(TO-DO LIST):
A: In the Transcendent Order text, why do the Ciphers suppress ego and consciousness? Answer in one to three sentences.
B: Return the passage of the Transcendent Order text from "Transcendent Order (Ciphers)" up to and including "achieve true transcendence.", copied word for word.
*** EXTRACT ***
Transcendent Order (Ciphers)

A faction believing that instinct is superior to thought and so the body must be trained to act without conscious thought in order to achieve true transcendence.
  • Balance Between Good and Evil: Most higher-ups in the Order believe in this, and the Order seems to naturally tend toward this in its own membership — a Good character who joins is usually balanced shortly after by an Evil character, or vice versa, and the same applies to the Law/Chaos axis. Their actions as a faction tend to follow this pattern, intervening only to stop any other faction from becoming too powerful.
  • Don't Think, Feel: All members of the faction must act on their first impulse, as per Factional doctrine. (On a metagame level the DM is encouraged not to let a character advance in the Transcendent Order unless their player really is making an effort to act on their immediate impulses without lengthy decision-making at the gaming table.)
  • Enlightenment Superpowers: The Ciphers have a version of this that's more true to the Buddhist philosophy it comes from than any other faction — they believe the best way to gain excellence at any skill is to eliminate internal conflict by suppressing ego and consciousness, simply allowing yourself to freely react without judgment.
  • Fantasy Counterpart Religion: Of Zen Buddhists
  • Finishing Each Other's Sentences: One of the less-physical exercises Ciphers do with each other to practice being in tune with each other and not speaking or acting until the Cadence moves them. Faction "council meetings" in the Transcendent Order often pass in long periods of silence before everyone suddenly agrees on the same decision, the exact opposite of the loud, lengthy debates held in the Sign of One's Hall of Speakers.
  • Karma Houdini: While very little of the responsibility for the Faction War falls on them, they were virtually untouched and unpunished for it. While no longer an organization with an official charter, former members still run the Great Gymnasium, unofficially spreading their ideals through the Cage and the Planes, while Rhys was the only Factol not killed or sent to the Mazes during the War, and is now a member of Sigil's city council.
*** ENTRIES SHOWN ***
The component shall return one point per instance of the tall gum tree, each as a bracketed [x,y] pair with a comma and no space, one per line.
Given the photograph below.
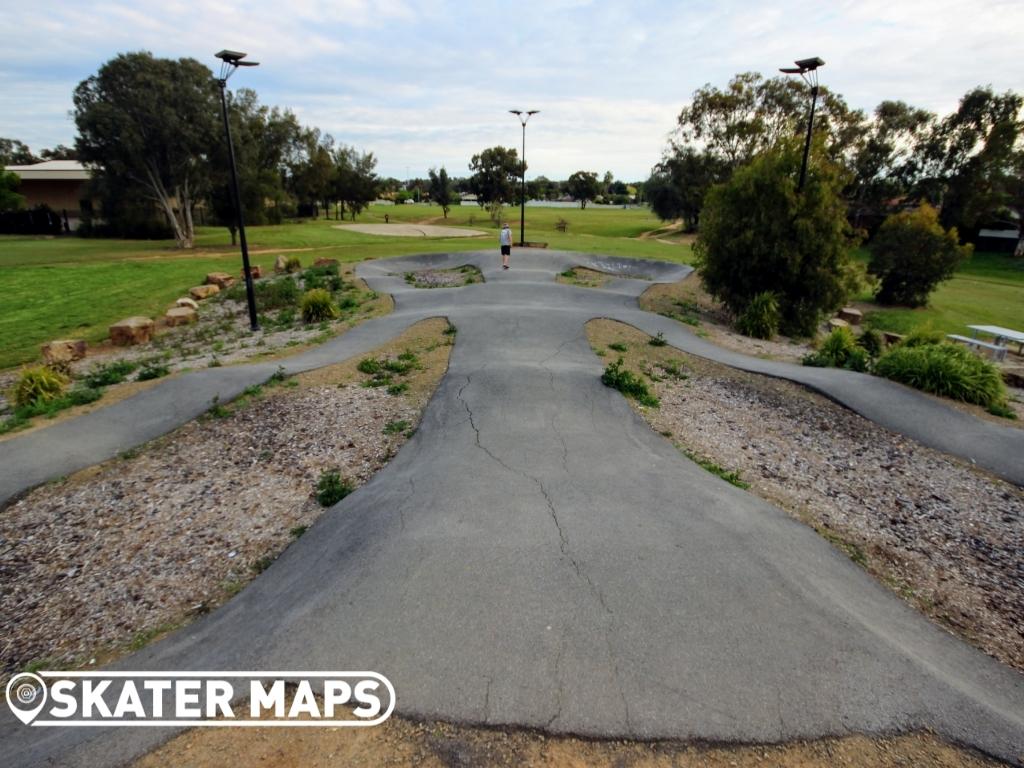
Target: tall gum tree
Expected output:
[148,123]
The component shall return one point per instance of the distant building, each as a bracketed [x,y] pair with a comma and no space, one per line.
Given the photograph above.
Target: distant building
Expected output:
[57,183]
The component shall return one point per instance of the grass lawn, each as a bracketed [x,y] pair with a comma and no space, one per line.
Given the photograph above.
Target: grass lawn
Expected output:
[988,290]
[71,287]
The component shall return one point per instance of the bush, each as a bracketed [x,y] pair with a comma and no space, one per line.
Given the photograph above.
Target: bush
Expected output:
[37,386]
[761,317]
[112,373]
[870,342]
[911,254]
[946,370]
[758,235]
[332,487]
[317,306]
[840,349]
[628,383]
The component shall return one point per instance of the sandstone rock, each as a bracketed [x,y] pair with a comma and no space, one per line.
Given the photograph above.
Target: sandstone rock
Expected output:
[131,331]
[851,315]
[62,351]
[180,315]
[223,281]
[203,292]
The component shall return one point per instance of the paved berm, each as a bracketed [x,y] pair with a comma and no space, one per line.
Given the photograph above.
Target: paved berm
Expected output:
[538,556]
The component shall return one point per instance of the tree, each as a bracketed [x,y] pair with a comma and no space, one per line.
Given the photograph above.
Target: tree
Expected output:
[59,153]
[264,139]
[583,185]
[496,172]
[355,182]
[911,254]
[9,199]
[971,159]
[147,123]
[758,235]
[440,188]
[888,163]
[13,152]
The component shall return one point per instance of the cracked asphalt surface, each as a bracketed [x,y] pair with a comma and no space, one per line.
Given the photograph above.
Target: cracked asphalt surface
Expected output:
[537,556]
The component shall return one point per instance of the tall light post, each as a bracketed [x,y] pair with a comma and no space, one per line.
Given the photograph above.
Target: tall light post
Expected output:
[808,70]
[230,60]
[523,118]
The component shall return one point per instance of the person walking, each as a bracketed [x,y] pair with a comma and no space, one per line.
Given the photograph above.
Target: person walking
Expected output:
[505,239]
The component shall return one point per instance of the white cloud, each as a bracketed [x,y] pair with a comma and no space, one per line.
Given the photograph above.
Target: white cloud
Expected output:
[430,82]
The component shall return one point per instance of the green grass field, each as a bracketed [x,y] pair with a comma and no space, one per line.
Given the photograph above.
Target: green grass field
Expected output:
[71,287]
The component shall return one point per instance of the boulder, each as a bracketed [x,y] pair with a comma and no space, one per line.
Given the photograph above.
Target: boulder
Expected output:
[180,315]
[62,351]
[851,315]
[203,292]
[223,281]
[131,331]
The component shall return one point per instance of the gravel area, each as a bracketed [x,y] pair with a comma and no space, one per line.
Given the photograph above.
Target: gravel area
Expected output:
[137,545]
[944,536]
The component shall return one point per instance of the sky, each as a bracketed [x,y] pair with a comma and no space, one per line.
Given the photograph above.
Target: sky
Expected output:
[429,83]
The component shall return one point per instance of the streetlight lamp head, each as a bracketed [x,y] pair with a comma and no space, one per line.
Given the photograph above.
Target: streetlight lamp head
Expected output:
[807,65]
[230,56]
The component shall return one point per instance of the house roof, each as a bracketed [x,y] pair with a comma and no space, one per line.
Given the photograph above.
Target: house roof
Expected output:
[57,170]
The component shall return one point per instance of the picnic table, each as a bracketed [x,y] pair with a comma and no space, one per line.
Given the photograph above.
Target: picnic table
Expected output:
[1001,335]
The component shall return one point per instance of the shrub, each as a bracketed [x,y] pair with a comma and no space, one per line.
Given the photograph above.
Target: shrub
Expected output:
[112,373]
[316,306]
[332,487]
[870,342]
[628,383]
[840,349]
[946,370]
[153,371]
[761,317]
[38,385]
[758,233]
[911,254]
[922,336]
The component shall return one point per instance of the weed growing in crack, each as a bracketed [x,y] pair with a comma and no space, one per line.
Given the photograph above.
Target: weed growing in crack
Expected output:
[332,487]
[629,384]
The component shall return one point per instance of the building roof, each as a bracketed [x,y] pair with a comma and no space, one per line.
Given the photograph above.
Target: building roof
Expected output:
[58,170]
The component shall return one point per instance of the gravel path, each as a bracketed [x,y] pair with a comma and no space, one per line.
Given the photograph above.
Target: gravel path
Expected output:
[943,535]
[139,544]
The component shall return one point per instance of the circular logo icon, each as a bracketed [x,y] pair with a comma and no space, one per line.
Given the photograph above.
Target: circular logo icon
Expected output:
[26,695]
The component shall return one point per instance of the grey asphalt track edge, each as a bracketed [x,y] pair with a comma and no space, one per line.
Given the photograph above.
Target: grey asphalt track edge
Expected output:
[537,556]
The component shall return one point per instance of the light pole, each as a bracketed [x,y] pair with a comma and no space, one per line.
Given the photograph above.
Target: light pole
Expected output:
[808,70]
[230,60]
[523,118]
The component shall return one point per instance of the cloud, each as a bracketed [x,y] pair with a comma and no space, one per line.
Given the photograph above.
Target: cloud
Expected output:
[430,82]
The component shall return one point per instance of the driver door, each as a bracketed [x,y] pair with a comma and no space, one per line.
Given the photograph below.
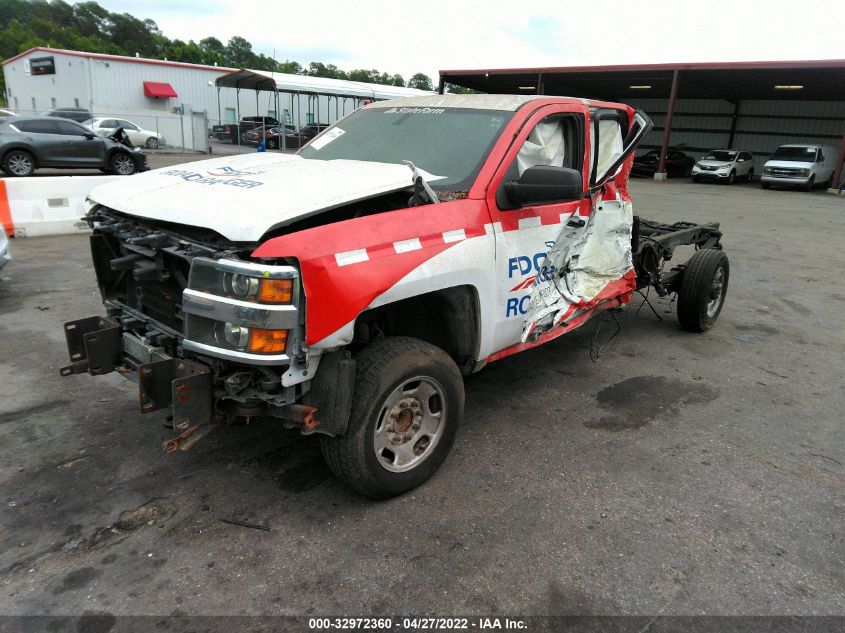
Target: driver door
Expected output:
[554,136]
[589,266]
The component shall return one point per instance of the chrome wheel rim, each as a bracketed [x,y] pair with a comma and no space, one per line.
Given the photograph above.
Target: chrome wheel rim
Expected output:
[123,165]
[410,424]
[717,288]
[20,164]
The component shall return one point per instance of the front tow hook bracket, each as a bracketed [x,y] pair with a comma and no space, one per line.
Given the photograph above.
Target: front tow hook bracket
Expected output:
[181,385]
[94,346]
[186,440]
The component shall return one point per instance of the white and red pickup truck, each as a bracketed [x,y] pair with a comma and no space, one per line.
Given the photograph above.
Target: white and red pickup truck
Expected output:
[346,289]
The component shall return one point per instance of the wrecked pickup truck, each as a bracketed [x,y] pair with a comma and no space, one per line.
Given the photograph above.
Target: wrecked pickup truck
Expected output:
[345,290]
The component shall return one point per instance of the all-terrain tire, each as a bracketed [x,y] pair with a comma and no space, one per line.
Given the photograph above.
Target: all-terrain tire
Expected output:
[810,184]
[121,164]
[384,368]
[703,290]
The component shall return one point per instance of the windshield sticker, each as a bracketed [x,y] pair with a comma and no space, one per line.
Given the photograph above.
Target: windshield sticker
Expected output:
[326,137]
[415,111]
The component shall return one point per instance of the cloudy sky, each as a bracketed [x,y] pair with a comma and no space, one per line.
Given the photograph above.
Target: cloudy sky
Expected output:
[429,35]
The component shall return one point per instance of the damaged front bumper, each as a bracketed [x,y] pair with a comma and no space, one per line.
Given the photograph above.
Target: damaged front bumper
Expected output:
[98,346]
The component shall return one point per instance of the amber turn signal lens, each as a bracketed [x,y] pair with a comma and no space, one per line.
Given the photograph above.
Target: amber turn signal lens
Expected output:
[267,341]
[275,291]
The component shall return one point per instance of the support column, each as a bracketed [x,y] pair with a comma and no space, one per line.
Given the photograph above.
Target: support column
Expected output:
[660,174]
[837,172]
[734,119]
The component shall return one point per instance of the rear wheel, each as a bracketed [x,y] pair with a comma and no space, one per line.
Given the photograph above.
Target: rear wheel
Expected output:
[122,164]
[19,163]
[703,290]
[407,403]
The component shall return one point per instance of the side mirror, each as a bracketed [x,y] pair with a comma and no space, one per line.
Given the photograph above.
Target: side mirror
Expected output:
[544,184]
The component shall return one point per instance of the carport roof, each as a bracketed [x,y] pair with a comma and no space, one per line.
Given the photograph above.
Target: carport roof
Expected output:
[246,79]
[732,81]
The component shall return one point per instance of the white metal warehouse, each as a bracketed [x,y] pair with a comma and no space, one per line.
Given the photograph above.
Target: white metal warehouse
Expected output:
[163,95]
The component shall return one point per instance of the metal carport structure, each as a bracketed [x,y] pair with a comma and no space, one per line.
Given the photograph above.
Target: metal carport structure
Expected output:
[339,93]
[699,106]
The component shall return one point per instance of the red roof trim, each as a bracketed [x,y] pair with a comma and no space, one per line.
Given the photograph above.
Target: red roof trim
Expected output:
[158,90]
[117,58]
[806,64]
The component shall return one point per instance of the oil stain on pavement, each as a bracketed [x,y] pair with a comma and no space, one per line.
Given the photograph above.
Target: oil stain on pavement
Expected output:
[634,402]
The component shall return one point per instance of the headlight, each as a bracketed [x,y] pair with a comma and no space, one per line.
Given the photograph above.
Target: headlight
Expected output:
[235,308]
[241,286]
[233,335]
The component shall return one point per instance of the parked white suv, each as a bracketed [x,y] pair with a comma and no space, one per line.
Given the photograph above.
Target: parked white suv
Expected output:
[724,165]
[801,166]
[105,126]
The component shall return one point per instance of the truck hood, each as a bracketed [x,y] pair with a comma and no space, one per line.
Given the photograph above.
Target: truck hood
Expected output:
[243,197]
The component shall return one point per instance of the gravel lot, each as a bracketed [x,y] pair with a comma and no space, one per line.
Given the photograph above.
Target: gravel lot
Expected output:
[680,474]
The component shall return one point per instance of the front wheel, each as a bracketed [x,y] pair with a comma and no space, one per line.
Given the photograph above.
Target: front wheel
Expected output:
[19,163]
[703,289]
[810,184]
[407,403]
[122,164]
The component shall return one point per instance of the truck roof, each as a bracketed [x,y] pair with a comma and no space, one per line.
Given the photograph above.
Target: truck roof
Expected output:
[479,101]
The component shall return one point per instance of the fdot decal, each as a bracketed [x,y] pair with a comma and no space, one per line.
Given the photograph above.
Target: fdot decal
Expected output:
[219,176]
[524,265]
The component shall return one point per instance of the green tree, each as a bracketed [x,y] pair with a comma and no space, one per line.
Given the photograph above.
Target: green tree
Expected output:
[420,81]
[238,53]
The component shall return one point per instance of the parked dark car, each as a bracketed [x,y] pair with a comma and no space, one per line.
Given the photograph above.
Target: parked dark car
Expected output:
[233,131]
[677,164]
[28,143]
[287,137]
[311,130]
[79,115]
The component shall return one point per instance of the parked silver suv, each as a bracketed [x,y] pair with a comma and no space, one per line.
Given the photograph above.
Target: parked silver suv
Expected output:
***
(FINAL ANSWERS):
A: The Ciphers believe the best way to gain excellence at any skill is to eliminate internal conflict. Suppressing ego and consciousness does this, letting a person react freely without judgment.

B:
Transcendent Order (Ciphers)

A faction believing that instinct is superior to thought and so the body must be trained to act without conscious thought in order to achieve true transcendence.